Rewrite the data below as a numbered list with one line per item, leaving out the blank lines.

#### DATA SHOWN ####

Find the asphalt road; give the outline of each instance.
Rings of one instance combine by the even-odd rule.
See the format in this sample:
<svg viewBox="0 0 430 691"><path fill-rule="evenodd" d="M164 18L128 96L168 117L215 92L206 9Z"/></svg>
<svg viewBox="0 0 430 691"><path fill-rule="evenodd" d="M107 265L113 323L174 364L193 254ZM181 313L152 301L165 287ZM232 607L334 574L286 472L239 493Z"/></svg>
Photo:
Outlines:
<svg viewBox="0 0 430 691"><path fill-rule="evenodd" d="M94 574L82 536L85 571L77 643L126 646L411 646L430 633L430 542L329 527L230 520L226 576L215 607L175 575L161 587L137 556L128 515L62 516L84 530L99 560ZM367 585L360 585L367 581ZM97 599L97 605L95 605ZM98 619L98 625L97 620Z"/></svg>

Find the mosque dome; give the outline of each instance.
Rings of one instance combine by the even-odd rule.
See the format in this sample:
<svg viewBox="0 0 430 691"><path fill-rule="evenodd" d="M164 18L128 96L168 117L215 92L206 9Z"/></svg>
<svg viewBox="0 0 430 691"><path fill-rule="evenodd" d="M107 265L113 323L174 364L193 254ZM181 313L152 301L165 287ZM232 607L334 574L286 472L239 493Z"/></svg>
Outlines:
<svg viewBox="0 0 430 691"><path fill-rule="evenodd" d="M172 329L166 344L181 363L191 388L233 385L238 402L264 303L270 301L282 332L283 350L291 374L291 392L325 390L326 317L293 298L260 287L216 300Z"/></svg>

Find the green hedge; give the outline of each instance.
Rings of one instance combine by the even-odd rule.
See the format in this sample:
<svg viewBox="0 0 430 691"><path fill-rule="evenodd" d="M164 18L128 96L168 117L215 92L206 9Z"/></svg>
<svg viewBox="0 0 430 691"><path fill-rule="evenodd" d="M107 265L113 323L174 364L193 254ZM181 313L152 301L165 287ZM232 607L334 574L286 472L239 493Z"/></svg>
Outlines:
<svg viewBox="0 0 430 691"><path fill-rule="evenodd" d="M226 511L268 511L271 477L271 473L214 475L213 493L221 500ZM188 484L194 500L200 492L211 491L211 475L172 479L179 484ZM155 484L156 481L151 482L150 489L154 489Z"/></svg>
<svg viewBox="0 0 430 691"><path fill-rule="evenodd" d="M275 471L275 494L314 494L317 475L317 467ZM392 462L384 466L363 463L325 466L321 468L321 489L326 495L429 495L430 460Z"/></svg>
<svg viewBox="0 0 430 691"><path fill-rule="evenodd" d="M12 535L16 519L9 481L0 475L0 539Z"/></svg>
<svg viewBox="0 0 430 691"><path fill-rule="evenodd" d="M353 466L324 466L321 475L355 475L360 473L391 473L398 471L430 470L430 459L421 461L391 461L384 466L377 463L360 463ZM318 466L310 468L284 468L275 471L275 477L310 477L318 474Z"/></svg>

####

• REPLY TO THE TASK:
1. Find the asphalt road; give the outline of each instance.
2. Rings of one instance combine by the even-odd rule.
3. See the format in this sample:
4. <svg viewBox="0 0 430 691"><path fill-rule="evenodd" d="M164 18L128 96L168 117L215 92L206 9Z"/></svg>
5. <svg viewBox="0 0 430 691"><path fill-rule="evenodd" d="M107 265L113 323L174 364L193 254ZM181 313L152 301L165 287ZM232 607L334 574L286 472L239 493Z"/></svg>
6. Photo:
7. Outlines:
8. <svg viewBox="0 0 430 691"><path fill-rule="evenodd" d="M94 574L82 536L85 571L77 643L126 646L411 646L430 633L430 542L329 527L230 520L226 576L215 607L175 575L161 587L137 556L128 515L62 516L84 530L99 560ZM367 585L360 585L367 581ZM97 599L97 605L95 605ZM98 619L98 625L97 620Z"/></svg>
9. Find the mosque dome; give the outline of each instance.
10. Rings of one instance combine by the even-odd rule.
11. See the format in this sample:
12. <svg viewBox="0 0 430 691"><path fill-rule="evenodd" d="M164 18L128 96L168 117L215 92L206 9Z"/></svg>
13. <svg viewBox="0 0 430 691"><path fill-rule="evenodd" d="M107 265L113 323L174 364L193 254ZM181 313L152 301L165 287ZM232 607L334 574L286 472L239 493Z"/></svg>
14. Outlines:
15. <svg viewBox="0 0 430 691"><path fill-rule="evenodd" d="M172 329L166 344L181 363L191 388L233 385L238 402L264 303L270 301L282 332L283 350L291 374L291 392L325 390L326 317L293 298L260 287L216 300Z"/></svg>
16. Find the green hedge; give the outline of each instance.
17. Rings of one instance combine by the even-odd rule.
18. See the format in this sample:
19. <svg viewBox="0 0 430 691"><path fill-rule="evenodd" d="M164 18L128 96L168 117L215 92L206 9Z"/></svg>
20. <svg viewBox="0 0 430 691"><path fill-rule="evenodd" d="M107 265L113 323L174 364L193 254ZM181 313L152 301L165 287ZM232 607L334 574L286 472L239 493Z"/></svg>
21. Outlines:
22. <svg viewBox="0 0 430 691"><path fill-rule="evenodd" d="M226 511L268 511L271 477L271 473L214 475L213 493L221 500ZM188 484L194 500L200 492L211 491L211 475L172 479L179 484ZM155 484L156 481L151 482L150 489L154 489Z"/></svg>
23. <svg viewBox="0 0 430 691"><path fill-rule="evenodd" d="M275 471L275 494L314 494L317 475L317 467ZM392 462L384 466L363 463L325 466L321 468L321 489L326 495L429 495L430 460Z"/></svg>
24. <svg viewBox="0 0 430 691"><path fill-rule="evenodd" d="M12 535L16 519L9 481L0 475L0 539Z"/></svg>
25. <svg viewBox="0 0 430 691"><path fill-rule="evenodd" d="M353 466L324 466L321 475L355 475L360 473L391 473L398 471L430 470L430 459L421 461L391 461L384 466L377 463L360 463ZM318 466L310 468L284 468L275 471L275 477L310 477L318 474Z"/></svg>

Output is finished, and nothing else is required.